## [Text shown]
* START *

The email account is not set up in my outlook installation as an account. however when I send an email I can pull the that down on the send from email addresses and have access to it there. Also when retrieving emails it does so under the account.     Also I would like to integrate the signature into another macro. Can you supply just the specific code for taht for me to play with please?


----------



## wmtsub (Nov 11, 2018)

PS.  Also for some reason I have not been able to figure out why the format and fonts are being changed. the version just before did work fine but this one does not.


----------



## wmtsub (Nov 12, 2018)

ZVI, I am fustrated. I love your code but can't get it right. I still can not get the format to stop changing on the second version. And I have not yet goten the email accoutn to change. I trimmed the code down to bare essentials to test the email account change [below]. the message box IS displaying the correct account info but it will not pull up / populate the from email field at all. It always reverts back to the default. I guess I can live with the formatting not exactly as I would like it but this is critical.  Can you please help?

* END *

## [Stored rows]
* START *

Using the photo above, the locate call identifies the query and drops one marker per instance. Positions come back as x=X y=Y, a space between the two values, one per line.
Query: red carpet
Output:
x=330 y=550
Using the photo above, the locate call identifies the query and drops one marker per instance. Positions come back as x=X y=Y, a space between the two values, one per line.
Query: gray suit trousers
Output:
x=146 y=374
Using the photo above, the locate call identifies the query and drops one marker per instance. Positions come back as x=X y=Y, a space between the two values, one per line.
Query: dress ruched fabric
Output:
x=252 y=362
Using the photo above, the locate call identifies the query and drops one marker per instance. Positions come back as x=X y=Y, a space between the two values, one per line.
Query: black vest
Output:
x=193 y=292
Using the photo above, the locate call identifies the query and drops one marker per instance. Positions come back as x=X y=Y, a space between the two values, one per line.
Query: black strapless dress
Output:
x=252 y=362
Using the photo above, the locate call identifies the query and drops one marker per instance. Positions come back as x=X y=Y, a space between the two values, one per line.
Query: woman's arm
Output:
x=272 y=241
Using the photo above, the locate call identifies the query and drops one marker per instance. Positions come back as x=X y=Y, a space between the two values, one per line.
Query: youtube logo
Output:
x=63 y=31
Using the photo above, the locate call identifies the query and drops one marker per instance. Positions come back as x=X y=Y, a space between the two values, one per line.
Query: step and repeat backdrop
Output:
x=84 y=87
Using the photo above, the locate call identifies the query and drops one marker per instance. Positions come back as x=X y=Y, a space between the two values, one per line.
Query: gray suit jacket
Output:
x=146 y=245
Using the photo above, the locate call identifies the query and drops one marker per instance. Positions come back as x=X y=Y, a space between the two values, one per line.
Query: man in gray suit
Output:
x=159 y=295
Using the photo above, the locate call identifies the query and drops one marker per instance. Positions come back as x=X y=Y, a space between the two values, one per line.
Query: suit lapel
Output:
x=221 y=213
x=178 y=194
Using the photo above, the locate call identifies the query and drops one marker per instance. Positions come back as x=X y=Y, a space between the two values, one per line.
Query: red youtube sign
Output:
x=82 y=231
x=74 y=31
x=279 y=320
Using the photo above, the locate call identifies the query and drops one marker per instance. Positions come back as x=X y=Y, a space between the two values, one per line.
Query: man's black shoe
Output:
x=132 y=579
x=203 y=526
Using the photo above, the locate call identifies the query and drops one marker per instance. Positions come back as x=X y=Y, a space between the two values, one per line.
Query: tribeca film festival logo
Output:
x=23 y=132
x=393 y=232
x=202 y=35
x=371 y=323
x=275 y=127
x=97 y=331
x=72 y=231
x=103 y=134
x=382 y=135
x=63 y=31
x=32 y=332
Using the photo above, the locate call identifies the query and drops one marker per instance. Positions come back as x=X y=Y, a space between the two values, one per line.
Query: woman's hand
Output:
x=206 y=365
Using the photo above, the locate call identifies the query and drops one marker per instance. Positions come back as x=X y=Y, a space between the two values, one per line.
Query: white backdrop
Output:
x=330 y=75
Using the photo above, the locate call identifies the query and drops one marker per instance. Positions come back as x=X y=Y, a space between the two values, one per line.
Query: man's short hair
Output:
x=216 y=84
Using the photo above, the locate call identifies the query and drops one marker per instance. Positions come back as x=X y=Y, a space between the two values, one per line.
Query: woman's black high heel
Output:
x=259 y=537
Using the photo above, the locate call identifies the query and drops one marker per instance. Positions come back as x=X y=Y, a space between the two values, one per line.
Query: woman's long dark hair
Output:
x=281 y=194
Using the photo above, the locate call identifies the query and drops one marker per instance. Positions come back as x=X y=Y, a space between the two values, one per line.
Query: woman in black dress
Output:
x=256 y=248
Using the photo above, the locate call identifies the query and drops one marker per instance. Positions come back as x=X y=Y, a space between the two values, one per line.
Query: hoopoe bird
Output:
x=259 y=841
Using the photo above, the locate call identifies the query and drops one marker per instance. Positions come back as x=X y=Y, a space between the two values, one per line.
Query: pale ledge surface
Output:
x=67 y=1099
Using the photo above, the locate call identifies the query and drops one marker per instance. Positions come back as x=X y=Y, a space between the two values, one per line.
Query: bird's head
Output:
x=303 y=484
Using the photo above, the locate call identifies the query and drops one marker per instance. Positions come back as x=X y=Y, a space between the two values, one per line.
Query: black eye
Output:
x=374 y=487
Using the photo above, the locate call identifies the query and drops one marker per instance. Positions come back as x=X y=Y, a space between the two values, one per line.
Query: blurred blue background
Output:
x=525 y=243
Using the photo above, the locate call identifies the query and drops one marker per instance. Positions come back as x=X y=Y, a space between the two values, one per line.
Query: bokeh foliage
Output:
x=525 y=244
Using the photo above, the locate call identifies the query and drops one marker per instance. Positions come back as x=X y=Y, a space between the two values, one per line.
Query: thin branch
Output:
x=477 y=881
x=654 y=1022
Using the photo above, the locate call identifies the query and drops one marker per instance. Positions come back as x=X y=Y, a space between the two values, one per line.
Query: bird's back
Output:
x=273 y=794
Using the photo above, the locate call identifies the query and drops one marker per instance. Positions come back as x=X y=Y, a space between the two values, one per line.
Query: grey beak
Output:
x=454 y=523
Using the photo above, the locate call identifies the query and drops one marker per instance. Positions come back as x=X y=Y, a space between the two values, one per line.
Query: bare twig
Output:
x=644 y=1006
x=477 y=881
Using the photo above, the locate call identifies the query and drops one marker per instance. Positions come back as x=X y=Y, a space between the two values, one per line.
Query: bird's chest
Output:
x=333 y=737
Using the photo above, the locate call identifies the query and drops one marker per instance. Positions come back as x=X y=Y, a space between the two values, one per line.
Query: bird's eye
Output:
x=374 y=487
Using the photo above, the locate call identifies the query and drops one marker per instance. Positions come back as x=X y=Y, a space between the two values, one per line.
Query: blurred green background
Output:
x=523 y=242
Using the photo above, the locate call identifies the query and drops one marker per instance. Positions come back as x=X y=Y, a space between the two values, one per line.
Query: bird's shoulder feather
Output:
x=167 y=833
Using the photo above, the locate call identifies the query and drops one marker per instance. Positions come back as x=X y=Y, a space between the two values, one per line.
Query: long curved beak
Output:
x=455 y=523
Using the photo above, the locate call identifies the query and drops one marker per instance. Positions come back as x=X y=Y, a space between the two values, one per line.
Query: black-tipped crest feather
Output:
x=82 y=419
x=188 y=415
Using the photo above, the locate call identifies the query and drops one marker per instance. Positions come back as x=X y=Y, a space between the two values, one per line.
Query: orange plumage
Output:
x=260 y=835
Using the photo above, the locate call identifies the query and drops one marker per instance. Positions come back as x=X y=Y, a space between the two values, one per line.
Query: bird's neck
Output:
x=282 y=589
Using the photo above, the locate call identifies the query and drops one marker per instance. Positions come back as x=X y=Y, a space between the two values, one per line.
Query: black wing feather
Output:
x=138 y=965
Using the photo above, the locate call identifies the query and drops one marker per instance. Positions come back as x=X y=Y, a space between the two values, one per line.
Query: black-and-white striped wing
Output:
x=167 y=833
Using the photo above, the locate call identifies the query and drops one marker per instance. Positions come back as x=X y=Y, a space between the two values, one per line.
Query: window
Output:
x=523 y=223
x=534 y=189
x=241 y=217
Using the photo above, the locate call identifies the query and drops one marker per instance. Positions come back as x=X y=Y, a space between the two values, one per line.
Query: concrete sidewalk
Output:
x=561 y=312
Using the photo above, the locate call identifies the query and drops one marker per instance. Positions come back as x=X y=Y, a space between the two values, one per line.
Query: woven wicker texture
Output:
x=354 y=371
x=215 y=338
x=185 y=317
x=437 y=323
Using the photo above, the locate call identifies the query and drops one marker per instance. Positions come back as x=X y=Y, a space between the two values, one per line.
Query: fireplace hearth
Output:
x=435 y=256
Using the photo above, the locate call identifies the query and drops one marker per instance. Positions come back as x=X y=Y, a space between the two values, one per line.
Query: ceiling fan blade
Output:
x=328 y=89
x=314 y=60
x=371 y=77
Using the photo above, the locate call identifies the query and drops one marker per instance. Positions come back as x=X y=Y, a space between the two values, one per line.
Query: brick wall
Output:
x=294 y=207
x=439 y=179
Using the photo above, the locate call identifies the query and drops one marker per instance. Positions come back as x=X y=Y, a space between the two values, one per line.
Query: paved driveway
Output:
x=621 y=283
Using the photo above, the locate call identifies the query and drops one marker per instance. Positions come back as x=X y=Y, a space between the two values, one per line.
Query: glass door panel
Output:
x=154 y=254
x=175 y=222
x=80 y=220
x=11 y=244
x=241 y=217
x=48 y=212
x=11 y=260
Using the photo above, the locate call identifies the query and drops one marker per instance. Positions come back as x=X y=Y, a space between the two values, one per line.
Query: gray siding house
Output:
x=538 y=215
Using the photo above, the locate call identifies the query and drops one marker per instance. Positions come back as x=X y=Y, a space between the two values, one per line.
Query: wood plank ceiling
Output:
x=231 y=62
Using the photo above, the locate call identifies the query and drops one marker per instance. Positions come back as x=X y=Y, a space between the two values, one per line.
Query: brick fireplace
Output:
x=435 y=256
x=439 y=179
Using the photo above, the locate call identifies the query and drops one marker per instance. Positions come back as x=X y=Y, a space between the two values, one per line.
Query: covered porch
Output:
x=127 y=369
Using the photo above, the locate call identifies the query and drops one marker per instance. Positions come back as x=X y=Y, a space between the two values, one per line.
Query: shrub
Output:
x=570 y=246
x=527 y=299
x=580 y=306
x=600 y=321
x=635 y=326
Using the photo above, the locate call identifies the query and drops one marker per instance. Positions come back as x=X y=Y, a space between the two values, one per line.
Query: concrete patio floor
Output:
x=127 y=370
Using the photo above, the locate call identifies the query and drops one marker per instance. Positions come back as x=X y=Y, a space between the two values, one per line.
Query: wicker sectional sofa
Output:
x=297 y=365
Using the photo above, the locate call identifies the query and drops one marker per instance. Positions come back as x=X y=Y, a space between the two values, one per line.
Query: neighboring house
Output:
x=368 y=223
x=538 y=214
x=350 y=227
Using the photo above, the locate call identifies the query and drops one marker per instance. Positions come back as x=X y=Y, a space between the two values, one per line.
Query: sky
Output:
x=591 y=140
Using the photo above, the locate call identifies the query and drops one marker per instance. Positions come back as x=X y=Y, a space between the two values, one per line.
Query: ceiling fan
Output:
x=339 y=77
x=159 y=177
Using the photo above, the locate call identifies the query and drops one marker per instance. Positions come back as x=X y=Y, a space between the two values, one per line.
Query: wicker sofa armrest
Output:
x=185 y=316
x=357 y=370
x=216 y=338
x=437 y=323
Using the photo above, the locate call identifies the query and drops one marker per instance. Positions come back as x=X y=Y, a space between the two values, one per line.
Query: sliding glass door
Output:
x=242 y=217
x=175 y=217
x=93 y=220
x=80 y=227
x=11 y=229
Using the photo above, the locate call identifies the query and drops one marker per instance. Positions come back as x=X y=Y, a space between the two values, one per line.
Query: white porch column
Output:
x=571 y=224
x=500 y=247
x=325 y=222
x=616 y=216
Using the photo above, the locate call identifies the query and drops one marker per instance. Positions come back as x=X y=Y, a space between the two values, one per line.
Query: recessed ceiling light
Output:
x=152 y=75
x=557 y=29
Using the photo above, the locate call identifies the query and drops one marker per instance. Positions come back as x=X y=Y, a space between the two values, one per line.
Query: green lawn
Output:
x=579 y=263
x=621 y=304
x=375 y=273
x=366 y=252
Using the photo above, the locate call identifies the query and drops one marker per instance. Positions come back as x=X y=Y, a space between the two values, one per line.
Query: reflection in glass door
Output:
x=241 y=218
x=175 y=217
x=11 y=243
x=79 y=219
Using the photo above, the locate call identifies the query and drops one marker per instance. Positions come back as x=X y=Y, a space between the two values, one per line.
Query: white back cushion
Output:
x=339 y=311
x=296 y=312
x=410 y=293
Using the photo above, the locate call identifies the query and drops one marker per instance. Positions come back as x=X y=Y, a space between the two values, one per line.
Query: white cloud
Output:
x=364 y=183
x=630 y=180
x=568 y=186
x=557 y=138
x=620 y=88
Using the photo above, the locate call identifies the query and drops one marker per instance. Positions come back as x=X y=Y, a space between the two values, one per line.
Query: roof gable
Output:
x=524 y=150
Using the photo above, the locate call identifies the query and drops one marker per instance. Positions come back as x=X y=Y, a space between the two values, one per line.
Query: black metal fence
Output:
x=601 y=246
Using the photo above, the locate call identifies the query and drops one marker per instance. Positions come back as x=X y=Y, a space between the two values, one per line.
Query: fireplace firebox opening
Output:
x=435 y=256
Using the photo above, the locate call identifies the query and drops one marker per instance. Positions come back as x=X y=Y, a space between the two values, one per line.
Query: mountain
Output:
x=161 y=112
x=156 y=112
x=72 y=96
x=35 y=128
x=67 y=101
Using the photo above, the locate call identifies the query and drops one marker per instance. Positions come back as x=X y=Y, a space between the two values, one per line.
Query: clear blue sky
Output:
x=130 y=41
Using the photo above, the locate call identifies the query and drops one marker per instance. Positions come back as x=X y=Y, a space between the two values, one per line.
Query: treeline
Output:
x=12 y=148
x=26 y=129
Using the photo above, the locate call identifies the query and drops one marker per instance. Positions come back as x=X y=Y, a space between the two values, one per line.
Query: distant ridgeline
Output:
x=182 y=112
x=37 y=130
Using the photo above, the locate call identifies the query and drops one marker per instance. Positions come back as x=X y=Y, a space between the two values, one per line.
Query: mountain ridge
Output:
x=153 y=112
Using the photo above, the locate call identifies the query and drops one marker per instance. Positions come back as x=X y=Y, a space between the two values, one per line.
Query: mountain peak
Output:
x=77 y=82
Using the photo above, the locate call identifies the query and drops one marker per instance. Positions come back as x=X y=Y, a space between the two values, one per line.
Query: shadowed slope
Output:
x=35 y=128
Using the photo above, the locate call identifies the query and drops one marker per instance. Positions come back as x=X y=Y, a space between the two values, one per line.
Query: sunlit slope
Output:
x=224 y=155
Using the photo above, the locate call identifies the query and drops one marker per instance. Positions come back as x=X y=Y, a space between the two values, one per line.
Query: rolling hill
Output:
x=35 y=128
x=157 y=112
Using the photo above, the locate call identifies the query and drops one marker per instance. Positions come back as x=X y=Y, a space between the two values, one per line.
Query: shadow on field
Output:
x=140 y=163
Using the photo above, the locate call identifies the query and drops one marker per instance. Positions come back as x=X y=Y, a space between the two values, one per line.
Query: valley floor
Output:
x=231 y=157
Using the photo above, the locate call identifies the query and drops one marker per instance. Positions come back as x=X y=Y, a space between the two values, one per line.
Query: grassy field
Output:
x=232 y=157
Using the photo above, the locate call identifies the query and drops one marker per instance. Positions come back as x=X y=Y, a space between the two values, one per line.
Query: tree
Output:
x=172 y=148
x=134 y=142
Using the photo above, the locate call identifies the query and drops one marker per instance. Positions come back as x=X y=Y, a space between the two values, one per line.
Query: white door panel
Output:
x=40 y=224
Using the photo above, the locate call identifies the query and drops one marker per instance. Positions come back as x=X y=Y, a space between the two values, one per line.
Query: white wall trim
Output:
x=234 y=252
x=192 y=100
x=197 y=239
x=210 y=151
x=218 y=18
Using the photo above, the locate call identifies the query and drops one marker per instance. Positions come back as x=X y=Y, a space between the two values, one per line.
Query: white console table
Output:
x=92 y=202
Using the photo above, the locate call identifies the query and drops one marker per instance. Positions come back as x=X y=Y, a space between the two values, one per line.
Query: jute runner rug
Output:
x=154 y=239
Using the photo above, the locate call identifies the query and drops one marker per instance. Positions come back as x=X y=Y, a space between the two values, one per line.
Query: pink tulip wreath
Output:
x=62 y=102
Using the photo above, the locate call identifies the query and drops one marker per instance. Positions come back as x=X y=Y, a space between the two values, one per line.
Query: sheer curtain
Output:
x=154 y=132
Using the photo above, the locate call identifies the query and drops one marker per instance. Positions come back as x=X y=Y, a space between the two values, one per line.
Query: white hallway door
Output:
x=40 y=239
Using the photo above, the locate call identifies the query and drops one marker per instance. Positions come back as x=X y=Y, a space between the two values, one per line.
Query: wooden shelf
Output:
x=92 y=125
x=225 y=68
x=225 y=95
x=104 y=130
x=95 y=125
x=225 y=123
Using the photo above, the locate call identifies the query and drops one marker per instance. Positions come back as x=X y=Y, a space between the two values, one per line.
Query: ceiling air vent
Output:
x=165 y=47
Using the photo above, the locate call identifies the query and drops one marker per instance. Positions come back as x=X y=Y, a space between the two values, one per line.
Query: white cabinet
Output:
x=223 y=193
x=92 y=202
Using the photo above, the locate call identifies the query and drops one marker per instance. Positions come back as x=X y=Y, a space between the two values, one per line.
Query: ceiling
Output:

* END *

## [Problem]
Please answer these questions about the forum thread:
(a) What does the first post say the writer wants to integrate into another macro?
(b) What does the Nov 11, 2018 post say is being changed?
(c) In the Nov 12, 2018 post, which field does the writer say the code will not populate?

## [Exercise result]
(a) The signature.
(b) The format and fonts.
(c) The from email field.